→ PROBLEM
Revise the records from the line containing "task: segment the reflective stripe on jacket" through the line containing "inside: enclosed by", replacing "reflective stripe" with "safety stripe" and leaving everything else unchanged; return only those lines.

→ THE INPUT
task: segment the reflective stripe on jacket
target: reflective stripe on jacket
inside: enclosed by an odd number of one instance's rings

* * *

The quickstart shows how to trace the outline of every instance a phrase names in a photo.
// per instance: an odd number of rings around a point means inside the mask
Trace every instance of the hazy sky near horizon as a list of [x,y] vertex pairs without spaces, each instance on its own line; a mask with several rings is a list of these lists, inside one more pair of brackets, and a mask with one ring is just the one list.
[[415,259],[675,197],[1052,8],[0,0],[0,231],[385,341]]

→ REPLY TO THE TASK
task: segment the safety stripe on jacket
target: safety stripe on jacket
inside: enclosed by an odd number of one instance's rings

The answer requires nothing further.